_MATERIAL TO PROCESS_:
━━━━━━━━━━
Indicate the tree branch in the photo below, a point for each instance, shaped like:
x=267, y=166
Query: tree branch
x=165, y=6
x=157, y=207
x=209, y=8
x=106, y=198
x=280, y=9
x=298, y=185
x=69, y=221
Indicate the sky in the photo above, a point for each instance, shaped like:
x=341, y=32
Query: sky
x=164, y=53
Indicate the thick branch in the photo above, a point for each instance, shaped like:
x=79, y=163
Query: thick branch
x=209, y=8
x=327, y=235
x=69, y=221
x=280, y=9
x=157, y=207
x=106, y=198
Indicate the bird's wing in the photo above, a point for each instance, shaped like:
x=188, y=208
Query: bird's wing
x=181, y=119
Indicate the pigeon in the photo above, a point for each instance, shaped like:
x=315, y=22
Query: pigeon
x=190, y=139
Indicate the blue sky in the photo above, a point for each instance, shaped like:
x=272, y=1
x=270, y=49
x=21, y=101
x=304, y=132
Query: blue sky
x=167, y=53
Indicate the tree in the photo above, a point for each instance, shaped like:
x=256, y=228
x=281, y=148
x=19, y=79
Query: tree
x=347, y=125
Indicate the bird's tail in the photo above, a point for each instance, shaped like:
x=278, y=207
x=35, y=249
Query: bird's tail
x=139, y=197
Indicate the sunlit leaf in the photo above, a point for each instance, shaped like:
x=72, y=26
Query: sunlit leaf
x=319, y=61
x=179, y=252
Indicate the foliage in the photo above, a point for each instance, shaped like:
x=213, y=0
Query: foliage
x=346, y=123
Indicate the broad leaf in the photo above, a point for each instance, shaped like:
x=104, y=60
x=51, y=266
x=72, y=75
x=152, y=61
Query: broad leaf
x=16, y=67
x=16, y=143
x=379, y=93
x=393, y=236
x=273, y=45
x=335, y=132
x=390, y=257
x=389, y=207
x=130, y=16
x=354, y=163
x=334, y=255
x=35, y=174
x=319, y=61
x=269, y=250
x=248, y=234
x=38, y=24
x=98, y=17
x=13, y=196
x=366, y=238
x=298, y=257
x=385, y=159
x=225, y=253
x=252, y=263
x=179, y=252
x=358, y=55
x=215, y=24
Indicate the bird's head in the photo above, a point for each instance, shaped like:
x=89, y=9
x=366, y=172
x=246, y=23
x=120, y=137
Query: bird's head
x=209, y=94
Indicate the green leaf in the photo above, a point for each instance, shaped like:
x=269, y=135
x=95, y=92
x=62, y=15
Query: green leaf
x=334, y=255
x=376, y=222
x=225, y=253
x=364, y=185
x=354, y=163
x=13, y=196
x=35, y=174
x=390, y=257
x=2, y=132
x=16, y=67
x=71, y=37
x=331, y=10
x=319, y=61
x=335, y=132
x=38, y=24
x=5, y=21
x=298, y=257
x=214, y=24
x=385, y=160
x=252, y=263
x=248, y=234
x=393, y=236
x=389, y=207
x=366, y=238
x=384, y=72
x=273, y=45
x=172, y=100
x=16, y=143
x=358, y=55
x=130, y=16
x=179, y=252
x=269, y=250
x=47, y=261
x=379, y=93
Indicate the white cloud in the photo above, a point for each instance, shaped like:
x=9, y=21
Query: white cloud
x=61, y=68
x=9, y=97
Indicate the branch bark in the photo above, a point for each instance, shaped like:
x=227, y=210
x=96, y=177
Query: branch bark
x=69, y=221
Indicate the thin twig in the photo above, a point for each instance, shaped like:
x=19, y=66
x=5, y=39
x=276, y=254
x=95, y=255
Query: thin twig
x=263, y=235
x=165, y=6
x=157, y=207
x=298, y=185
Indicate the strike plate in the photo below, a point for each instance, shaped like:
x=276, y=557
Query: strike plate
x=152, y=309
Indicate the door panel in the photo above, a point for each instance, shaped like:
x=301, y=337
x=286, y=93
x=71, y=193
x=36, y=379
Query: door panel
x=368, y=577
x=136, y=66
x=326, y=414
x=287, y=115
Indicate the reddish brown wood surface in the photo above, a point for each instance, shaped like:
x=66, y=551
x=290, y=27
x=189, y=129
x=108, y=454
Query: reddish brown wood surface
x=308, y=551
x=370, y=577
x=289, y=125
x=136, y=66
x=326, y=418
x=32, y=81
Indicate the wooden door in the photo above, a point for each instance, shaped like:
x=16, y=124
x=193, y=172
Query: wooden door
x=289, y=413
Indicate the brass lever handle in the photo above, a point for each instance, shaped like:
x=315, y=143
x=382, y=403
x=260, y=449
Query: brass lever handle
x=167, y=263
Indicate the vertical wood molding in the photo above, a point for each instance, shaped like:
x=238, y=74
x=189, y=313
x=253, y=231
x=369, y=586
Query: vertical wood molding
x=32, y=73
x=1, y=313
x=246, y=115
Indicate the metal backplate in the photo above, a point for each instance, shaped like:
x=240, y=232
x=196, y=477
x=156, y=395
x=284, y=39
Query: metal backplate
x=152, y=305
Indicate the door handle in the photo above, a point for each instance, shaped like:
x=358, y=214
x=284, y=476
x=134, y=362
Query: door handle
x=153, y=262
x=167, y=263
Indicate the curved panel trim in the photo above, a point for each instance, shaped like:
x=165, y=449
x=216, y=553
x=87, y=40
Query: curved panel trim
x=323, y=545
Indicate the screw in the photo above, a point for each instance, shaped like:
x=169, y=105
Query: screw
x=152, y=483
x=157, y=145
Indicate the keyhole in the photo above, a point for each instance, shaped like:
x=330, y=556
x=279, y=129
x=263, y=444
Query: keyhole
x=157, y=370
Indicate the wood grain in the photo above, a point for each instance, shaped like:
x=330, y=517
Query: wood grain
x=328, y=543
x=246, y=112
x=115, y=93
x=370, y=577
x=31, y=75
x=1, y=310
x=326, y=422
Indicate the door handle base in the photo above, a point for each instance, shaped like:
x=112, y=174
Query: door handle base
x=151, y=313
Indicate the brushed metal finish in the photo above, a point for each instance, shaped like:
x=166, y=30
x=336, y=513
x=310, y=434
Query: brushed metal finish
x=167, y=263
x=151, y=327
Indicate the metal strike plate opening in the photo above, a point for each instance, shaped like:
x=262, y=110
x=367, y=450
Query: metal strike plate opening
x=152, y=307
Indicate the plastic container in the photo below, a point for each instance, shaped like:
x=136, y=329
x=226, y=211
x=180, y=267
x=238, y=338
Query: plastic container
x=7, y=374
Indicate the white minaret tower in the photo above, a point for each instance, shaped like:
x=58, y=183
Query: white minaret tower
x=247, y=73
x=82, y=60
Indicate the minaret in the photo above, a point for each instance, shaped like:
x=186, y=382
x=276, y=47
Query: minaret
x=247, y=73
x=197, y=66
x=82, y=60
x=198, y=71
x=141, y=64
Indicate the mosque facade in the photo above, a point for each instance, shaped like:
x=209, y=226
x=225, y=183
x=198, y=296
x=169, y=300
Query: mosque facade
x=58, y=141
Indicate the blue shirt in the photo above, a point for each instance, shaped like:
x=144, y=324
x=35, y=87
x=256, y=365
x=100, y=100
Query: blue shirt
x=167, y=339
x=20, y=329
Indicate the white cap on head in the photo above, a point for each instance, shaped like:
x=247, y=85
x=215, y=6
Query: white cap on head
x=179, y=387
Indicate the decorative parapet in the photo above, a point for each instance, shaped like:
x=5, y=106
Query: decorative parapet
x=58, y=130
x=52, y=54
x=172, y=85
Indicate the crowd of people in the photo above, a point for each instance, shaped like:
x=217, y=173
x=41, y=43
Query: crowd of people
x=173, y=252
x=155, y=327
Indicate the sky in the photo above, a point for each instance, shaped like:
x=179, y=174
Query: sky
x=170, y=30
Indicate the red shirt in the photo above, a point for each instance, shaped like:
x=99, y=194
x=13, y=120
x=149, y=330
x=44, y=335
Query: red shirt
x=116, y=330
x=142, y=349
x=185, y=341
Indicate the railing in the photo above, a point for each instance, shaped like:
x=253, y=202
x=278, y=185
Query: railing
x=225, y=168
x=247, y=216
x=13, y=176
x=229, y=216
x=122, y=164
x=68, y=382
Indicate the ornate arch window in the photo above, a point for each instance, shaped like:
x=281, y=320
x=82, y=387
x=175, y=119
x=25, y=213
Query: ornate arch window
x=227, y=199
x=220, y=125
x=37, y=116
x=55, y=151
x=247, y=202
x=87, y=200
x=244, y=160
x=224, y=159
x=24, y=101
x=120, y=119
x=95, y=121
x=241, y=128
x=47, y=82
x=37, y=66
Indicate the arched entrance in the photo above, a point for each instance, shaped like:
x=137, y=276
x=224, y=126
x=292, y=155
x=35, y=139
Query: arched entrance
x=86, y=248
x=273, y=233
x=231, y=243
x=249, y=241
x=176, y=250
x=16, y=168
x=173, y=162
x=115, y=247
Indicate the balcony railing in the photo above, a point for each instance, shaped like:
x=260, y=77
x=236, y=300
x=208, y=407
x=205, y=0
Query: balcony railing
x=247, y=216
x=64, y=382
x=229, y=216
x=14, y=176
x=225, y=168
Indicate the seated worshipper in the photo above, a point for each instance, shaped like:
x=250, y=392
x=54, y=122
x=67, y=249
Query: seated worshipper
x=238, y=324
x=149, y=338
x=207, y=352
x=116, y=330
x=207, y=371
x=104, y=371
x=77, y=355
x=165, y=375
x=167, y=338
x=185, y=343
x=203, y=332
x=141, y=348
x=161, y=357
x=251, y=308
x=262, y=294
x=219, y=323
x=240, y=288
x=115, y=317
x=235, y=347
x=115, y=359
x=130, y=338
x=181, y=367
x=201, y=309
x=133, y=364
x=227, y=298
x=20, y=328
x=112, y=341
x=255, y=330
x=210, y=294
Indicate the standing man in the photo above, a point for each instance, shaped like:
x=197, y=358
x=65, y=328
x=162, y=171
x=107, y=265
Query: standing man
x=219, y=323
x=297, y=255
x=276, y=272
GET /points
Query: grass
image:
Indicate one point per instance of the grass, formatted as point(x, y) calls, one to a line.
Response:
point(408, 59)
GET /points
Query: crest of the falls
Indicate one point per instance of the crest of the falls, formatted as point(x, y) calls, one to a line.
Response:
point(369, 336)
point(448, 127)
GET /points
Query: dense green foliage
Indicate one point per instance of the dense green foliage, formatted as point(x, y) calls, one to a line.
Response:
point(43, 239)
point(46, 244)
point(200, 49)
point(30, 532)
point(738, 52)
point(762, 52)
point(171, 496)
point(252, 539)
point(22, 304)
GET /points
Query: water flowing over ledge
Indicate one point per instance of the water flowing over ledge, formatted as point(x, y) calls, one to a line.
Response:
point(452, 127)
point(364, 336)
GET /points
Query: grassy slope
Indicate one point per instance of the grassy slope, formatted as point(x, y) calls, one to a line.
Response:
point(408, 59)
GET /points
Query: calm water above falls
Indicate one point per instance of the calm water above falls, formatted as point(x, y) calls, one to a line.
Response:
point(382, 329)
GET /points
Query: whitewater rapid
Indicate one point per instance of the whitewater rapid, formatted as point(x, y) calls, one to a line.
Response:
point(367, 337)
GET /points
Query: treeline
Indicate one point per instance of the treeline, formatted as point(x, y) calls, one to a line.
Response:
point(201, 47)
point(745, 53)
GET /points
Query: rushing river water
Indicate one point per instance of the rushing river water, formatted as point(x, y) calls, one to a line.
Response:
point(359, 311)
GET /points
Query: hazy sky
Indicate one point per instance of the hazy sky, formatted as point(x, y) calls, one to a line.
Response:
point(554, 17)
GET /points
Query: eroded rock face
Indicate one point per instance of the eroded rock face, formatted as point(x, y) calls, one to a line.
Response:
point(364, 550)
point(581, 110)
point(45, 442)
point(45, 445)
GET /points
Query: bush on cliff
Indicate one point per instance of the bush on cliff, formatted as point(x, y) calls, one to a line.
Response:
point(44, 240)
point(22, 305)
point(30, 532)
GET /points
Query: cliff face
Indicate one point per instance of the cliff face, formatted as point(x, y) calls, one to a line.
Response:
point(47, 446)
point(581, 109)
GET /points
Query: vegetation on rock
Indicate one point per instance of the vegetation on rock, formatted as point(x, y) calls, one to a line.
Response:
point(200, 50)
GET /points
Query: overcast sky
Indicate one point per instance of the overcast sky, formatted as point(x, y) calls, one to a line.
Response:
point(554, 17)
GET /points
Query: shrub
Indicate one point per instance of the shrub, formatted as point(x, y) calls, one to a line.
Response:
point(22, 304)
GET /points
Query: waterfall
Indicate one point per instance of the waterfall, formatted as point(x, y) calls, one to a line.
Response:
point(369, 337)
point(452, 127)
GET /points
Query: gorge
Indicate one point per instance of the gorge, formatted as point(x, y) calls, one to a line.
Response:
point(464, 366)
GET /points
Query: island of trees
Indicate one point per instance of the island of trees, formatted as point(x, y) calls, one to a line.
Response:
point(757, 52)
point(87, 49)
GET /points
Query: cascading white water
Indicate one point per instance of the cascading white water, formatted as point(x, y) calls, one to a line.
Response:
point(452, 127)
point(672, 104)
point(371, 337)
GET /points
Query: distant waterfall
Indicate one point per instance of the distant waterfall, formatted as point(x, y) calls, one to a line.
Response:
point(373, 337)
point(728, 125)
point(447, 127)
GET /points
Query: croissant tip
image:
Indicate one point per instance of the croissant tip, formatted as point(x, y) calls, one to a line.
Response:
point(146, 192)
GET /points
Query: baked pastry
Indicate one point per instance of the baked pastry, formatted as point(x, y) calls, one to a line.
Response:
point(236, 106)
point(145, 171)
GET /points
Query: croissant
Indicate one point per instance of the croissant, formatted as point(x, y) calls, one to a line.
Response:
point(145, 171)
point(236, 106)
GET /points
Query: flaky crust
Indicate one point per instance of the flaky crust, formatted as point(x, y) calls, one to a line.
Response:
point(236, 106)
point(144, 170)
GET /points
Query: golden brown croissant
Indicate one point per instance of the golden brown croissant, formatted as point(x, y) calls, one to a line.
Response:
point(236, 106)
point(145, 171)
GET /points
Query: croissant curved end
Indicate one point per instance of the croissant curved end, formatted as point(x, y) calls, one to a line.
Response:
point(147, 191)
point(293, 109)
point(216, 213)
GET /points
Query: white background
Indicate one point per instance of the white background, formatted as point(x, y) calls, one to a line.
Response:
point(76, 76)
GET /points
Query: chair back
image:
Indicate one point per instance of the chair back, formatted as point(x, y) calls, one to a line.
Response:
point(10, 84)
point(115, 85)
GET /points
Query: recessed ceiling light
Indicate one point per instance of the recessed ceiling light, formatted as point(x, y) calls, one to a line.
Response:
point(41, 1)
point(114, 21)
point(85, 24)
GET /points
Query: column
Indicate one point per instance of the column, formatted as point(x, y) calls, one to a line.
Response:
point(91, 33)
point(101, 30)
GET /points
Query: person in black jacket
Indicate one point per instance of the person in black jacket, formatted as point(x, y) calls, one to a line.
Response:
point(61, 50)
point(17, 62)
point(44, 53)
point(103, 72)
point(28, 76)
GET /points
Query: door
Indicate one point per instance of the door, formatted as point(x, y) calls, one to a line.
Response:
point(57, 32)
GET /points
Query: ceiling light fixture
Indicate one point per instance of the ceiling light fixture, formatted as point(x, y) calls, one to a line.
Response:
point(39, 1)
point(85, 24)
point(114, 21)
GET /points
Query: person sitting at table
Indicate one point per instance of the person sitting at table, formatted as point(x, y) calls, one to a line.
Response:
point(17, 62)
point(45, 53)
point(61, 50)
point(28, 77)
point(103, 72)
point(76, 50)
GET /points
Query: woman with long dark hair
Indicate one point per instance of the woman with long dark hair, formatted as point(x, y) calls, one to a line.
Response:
━━━━━━━━━━
_WHAT TO DO_: Using the entries above, give back exactly the line containing "Query: foliage", the line containing "x=246, y=23", and every line between them, and nothing else.

_RESPONSE AREA_:
Query: foliage
x=346, y=123
Indicate the broad leaf in the photo above, a point for each instance, shaped like:
x=104, y=60
x=51, y=266
x=72, y=75
x=152, y=61
Query: broad leaf
x=16, y=67
x=16, y=143
x=379, y=93
x=393, y=236
x=273, y=45
x=335, y=132
x=390, y=257
x=389, y=207
x=130, y=16
x=354, y=163
x=334, y=255
x=35, y=174
x=319, y=61
x=269, y=250
x=248, y=234
x=38, y=24
x=98, y=17
x=13, y=196
x=366, y=238
x=298, y=257
x=385, y=159
x=225, y=253
x=252, y=263
x=179, y=252
x=358, y=55
x=215, y=24
Indicate the bird's head in the photo above, a point for each instance, shaped like:
x=89, y=9
x=366, y=172
x=246, y=23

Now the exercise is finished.